** Begin SOURCE TEXT **

Terraform state issue when "terraform apply" errors out in middle of the run

Hi,
We are creating our entire AWS infrastructure using terraform. Its creating around 500 resources. We are using gitlab pipeline to run a script which does “terraform apply” and it starts creating required AWS resources. In some cases gitlab runner dies in the middle of the run and the script ends abruptly. There is another case as well where ECS service deployments gets stuck and the gitlab pipeline timeouts out after certain time and that also ends the run abruptly. These and few other cases where the pipeline which run the script ends abruptly and leave the terraform state without getting updated with resources it already created. When I run the pipeline again to continue applying from where it left, it gives error that resources already exists and the pipeline fails. The error shows many resources which are already created but not managed by the TF state for which I was running the pipeline. If it would have been one or two resources, I can do terraform import and import those resources into the state. But since there are many resources, its getting difficult to add them all to state and get the state to latest.
The help which I am looking for is:

  1. How can this situation be handled where the the terraform apply is interrupted in the middle and state not updated properly?
  2. Has anyone come across any code/script which can read through the errors in pipeline about already existing resource and add them to state to recover the state of the infrastructure ?

Please let me know if you need any other details.

** End SOURCE TEXT **
** Begin PROVIDED RECORDS **

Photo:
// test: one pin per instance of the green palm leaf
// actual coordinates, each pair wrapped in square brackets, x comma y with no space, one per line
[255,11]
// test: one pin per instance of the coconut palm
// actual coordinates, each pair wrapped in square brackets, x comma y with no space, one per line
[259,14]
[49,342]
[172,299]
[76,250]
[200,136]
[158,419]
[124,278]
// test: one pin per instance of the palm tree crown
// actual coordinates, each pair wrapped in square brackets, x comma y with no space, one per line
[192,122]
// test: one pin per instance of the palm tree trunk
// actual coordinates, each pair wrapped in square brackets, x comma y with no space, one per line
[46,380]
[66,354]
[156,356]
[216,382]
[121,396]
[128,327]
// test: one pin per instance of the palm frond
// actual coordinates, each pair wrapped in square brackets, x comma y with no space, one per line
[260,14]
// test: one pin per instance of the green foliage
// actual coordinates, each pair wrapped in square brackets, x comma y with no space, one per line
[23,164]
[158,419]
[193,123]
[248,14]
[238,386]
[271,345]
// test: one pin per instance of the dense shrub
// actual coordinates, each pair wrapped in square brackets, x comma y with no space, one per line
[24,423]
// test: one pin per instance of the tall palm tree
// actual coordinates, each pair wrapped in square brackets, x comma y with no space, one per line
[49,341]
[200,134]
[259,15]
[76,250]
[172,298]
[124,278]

** End PROVIDED RECORDS **

> [WRITTEN TASKS]:
[1] In the Terraform state post, can you revise the passage that begins at the words "The help which" and stops after "not updated properly?", putting "aborted" in place of "interrupted"?
[2] Using the Terraform state post, what are the answers to these?
(a) About how many resources does the Terraform setup create?
(b) What runs the script that does "terraform apply"?
(c) What error appears when the pipeline is run again after an interruption?
[3] Could you continue the forum post about the interrupted Terraform apply from where it stops?

> [ANSWERS FOR THE TASKS]:
[1]
The help which I am looking for is:

  1. How can this situation be handled where the the terraform apply is aborted in the middle and state not updated properly?

[2]
(a) Around 500 resources.
(b) A gitlab pipeline.
(c) An error that resources already exist, and the pipeline fails.

[3]
Thanks,
Dwarkesh Marakna

Hi @dwarkesh,

It’s generally recommended to run Terraform on “reliable” machines, like you would for a stateful service like a database. Running the apply process on an ephemeral instance which may not last for the duration of the apply operation can run into problems like you have described.

Any time you are creating new resources and the Terraform process fails entirely, those individual resources will need to be imported into terraform. How one goes about that is likely dependent on what those resources are. If the state of those resources is not important, it may be more efficient to run a cleanup script outside of terraform to remove them, and use terraform again to create all new instances.

Hi @jbardin ,
Thank you for your response. As you suggested I am checking in parallel about the gitlab runner issues to get some stable runs for terraform apply.
But if the issue which I described happens, then to sync up the state there seems to be only few option mainly either import that resource into the state or recreate the resource.
Any opensource code which you might be aware that can automate the import of multiple resource which failed in my pipeline run?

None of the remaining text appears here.